### TEXTE
• La réunion des solitudes

    (mise à jour du texte du 19 février 2009 - 05:36)

    Je suis lâche.
    Lâche par prudence ou prudent par lâcheté, mais ça fait tout de même de moi un lâche et ce côté-là, je ne l’aime pas.
    Ma lettre de candidature au licenciement n’était pas trop mal, non ? J’y jouais carte sur table et, au final, c’est bien tout ce que l’on peut faire lorsque l’on veut rentrer dans le droit chemin, non ?
    Eh bien, je ne lui ai pas envoyée, cette lettre.
    Elle est restée là, bien au chaud sur le blog, bien rangée dans mon anonymat.
    Lâche, je vous dis.

    Le vendredi de la réunion « conjoncture économique » est arrivé.
    Le Director a le visage grave, il est stressé et mal à l’aise. Pour la première fois, je le vois bafouiller et se montrer beaucoup moins Director que d’habitude.
    Le sort de notre vie professionnelle est entre ses mains, et pourtant, nous nous surprenons nous-mêmes à le plaindre, à ne pas vouloir être à sa place et à éprouver pour lui… de la compassion.
    Il commence son discours sur la conjoncture économique générale. Le monde entier voit son système capitalisme sombrer, plus aucune commande ne se fait et les scénarios les plus probables sur les six prochains mois prévoient cinquante pour cent de dépôts de bilan des entreprises de la vallée.
    Certains, sans doute plus extrémistes, évoquent le chiffre de soixante-dix pour cent de chômeurs…
    — C’est du jamais vu… prononce-t-il.
    Vingt paires d’yeux autour de la table. Vingt paires d’yeux muets, tous rivés sur lui, à boire son verdict comme un dernier petit lait.
    — Nous faisons partie du wagon, lâche-t-il enfin en pesant ses mots. Nous sommes embarqués avec les autres et nous n'y pouvons rien.
    Personne n’est surpris et tout le monde pressent ce qui nous arrive.
    Nous avions eu deux jours pour nous y préparer, deux jours de cogitations diverses qui seront parties dans presque tous les sens, mais nous savons que la réalité, la vraie confrontation avec le monde réel, elle est en train de se jouer là, maintenant, sous nos yeux, et qu’en tant que petits nombrils bien affirmés, tous autant que nous sommes, nous n’avons plus aucune maîtrise sur le monde extérieur qui nous entoure.

    Je parcours des yeux tous les visages du personnel, les uns à la suite des autres, et j’avoue ressentir enfin l’immense satisfaction de voir certaines têtes trop gonflées à mon goût se décomposer à vue d’œil.
    Enfin.
    Il aura fallu cela : une crise internationale, une crise historique et peut-être même l’effondrement de tout un système économique, pour que le règne de l’argent roi et du nombrilisme exacerbé touche à sa fin.

    Un monde nouveau est en train de naître.

### DONNÉES FOURNIES
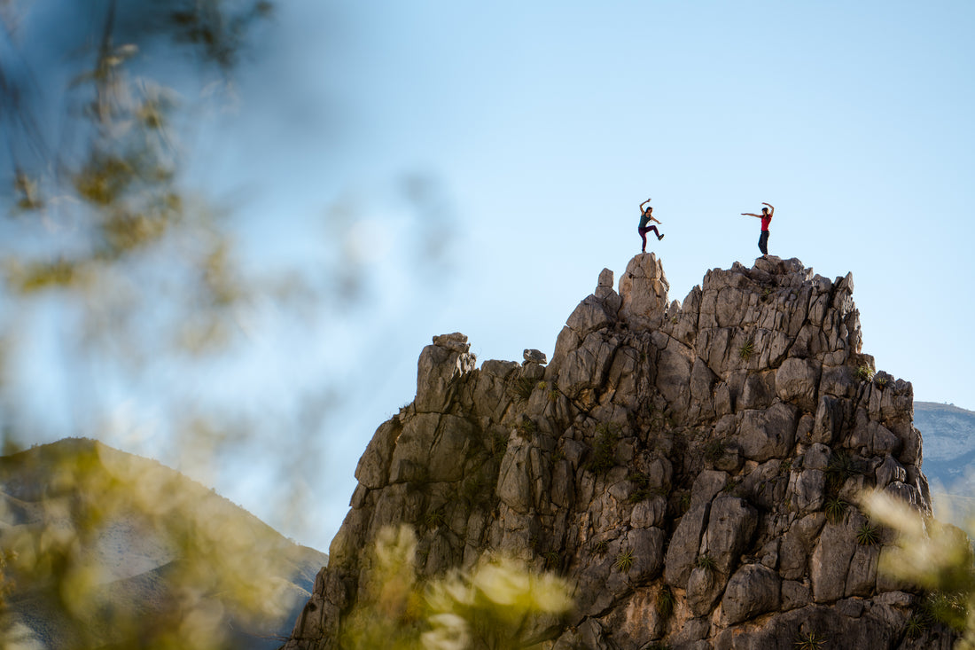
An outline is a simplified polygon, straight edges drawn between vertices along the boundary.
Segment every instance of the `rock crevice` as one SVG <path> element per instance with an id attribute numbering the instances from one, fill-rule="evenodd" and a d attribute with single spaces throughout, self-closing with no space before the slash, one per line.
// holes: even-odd
<path id="1" fill-rule="evenodd" d="M 286 647 L 337 647 L 363 549 L 401 522 L 424 576 L 500 551 L 566 577 L 545 647 L 947 647 L 903 633 L 916 595 L 878 573 L 893 540 L 857 508 L 878 488 L 930 513 L 912 386 L 862 352 L 852 277 L 769 257 L 668 291 L 653 254 L 618 292 L 604 269 L 547 365 L 477 368 L 435 337 Z"/>

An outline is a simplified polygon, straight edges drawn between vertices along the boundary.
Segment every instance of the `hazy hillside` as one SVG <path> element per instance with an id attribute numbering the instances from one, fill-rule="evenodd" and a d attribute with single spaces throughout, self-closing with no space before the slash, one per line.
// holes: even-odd
<path id="1" fill-rule="evenodd" d="M 179 472 L 87 439 L 0 458 L 0 548 L 3 647 L 15 634 L 52 650 L 136 636 L 277 648 L 328 561 Z"/>
<path id="2" fill-rule="evenodd" d="M 975 412 L 954 404 L 916 401 L 915 427 L 924 438 L 923 468 L 931 482 L 935 510 L 961 525 L 975 512 Z M 939 497 L 948 497 L 950 510 L 939 504 Z"/>

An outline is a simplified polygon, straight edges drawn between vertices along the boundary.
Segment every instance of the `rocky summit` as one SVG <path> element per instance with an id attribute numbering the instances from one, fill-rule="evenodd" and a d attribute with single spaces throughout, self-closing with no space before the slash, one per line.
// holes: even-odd
<path id="1" fill-rule="evenodd" d="M 434 337 L 286 647 L 339 645 L 366 549 L 408 523 L 422 576 L 486 552 L 564 576 L 540 647 L 951 648 L 907 630 L 918 592 L 878 571 L 893 534 L 857 507 L 877 488 L 930 513 L 913 389 L 861 351 L 851 276 L 768 257 L 668 289 L 653 254 L 618 290 L 604 269 L 547 365 Z"/>

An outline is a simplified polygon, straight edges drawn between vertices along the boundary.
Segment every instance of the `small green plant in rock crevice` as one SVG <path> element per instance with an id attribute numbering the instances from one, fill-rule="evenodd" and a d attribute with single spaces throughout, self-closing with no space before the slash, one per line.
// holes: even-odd
<path id="1" fill-rule="evenodd" d="M 930 627 L 930 617 L 924 612 L 915 612 L 904 622 L 904 635 L 915 639 L 923 634 Z"/>
<path id="2" fill-rule="evenodd" d="M 826 490 L 836 495 L 850 476 L 861 473 L 859 465 L 846 451 L 838 451 L 826 466 Z"/>
<path id="3" fill-rule="evenodd" d="M 704 569 L 705 571 L 714 572 L 718 569 L 718 562 L 715 561 L 714 557 L 708 555 L 707 553 L 704 555 L 698 555 L 697 561 L 694 562 L 694 565 L 698 569 Z"/>
<path id="4" fill-rule="evenodd" d="M 674 613 L 677 608 L 677 596 L 674 595 L 674 591 L 671 589 L 669 585 L 665 585 L 660 593 L 657 594 L 657 611 L 660 612 L 660 616 L 664 619 L 670 618 L 670 615 Z"/>
<path id="5" fill-rule="evenodd" d="M 860 524 L 856 531 L 856 543 L 861 547 L 872 547 L 880 541 L 880 531 L 869 521 Z"/>
<path id="6" fill-rule="evenodd" d="M 613 562 L 613 568 L 621 573 L 629 573 L 630 569 L 633 568 L 633 561 L 636 559 L 633 554 L 633 548 L 627 548 L 626 550 L 621 550 L 616 554 L 616 561 Z"/>
<path id="7" fill-rule="evenodd" d="M 821 650 L 826 644 L 826 637 L 817 632 L 800 632 L 793 644 L 797 650 Z"/>
<path id="8" fill-rule="evenodd" d="M 846 511 L 846 507 L 849 506 L 845 501 L 839 497 L 832 497 L 826 500 L 826 507 L 823 508 L 826 510 L 826 518 L 831 523 L 838 523 L 843 516 L 843 512 Z"/>
<path id="9" fill-rule="evenodd" d="M 423 516 L 423 523 L 431 530 L 440 528 L 444 525 L 445 521 L 446 518 L 442 509 L 430 510 Z"/>
<path id="10" fill-rule="evenodd" d="M 866 363 L 862 363 L 857 366 L 856 378 L 861 382 L 869 382 L 874 379 L 874 369 L 868 366 Z"/>

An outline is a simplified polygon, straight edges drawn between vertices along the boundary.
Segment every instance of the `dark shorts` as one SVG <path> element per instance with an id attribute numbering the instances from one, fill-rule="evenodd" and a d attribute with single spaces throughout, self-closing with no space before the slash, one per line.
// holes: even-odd
<path id="1" fill-rule="evenodd" d="M 762 255 L 768 255 L 768 230 L 762 230 L 759 235 L 759 250 Z"/>

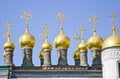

### ÉNONCÉ 1
Les affirmations suivantes concordent-elles avec le texte sur la réunion « conjoncture économique » ? Pour chacune, répondez par oui ou par non et citez les mots décisifs du texte : (a) la lettre de candidature au licenciement a été envoyée ; (b) le Director paraît stressé et mal à l’aise pendant la réunion ; (c) le personnel avait disposé d’une semaine pour se préparer à la réunion.
### ÉNONCÉ 2
Rédigez la suite du texte sur la réunion « conjoncture économique », après la phrase « Un monde nouveau est en train de naître. »

### RÉSULTAT 1
(a) Non : « Eh bien, je ne lui ai pas envoyée, cette lettre. »
(b) Oui : « Le Director a le visage grave, il est stressé et mal à l’aise. »
(c) Non : « Nous avions eu deux jours pour nous y préparer »

### RÉSULTAT 2
    Notre Director nous annonce la réduction de notre temps de travail de 39 à 35 heures, la fin du contrat avec le fleuriste, la cession de certains véhicules, la diminution des commandes de dosettes de café par deux, la proposition d’un congé parental aux personnes concernées, la fin de notre article 83 complémentaire retraite, etc., etc., et puis, il reprend son souffle :
    — Tout cela n’évitera pas une vague de licenciements. Je vais hélas devoir me séparer de quelques-uns d’entre vous. Le chiffre n’est pas encore fixé.

    Il nous sort encore quelques phrases, sans doute les meilleures de son discours car je sais qu’il garde souvent les meilleures pour la fin, mais plus personne n’entend le moindre son.
    Tous les cerveaux sont en ébullition, les regards se croisent, comme pour essayer de réaliser le cauchemar dans lequel on nous a tous mis, des lèvres se mordillent, des bras en tombent, des yeux s’écarquillent, des bouches restent grand ouvertes, et dans ce chaos, moi, c’est un sentiment de plénitude, qui m’envahit.
    Un sentiment de sérénité et de confiance.
    Comme si j’étais purement anesthésié.

    En moi, je me dis :
    — ça y est ! Je vais être viré, je vais pouvoir écrire, je vais pouvoir me lancer et c’est la chance de ma vie !

    Et c’est triste, de penser ça. C’est triste.
    Parce que partout autour de moi, personne ne parle, tout le monde est mort, et moi, à l’intérieur de moi-même et faisant tous les efforts inimaginables pour me contenir, j’ai des feux d’artifices qui pétillent dans tous les sens et j’ai envie de crier, d’hurler, de sauter sur cette grande table et me mettre à danser comme un irlandais, mais je ne peux pas.
    Je ne dois pas.


    La compassion semble quand même de rigueur, dans des circonstances pareilles.

     

    MUSIQUE -> CD1 - morceau 04 Société Anonyme, Eddy Mitchell  !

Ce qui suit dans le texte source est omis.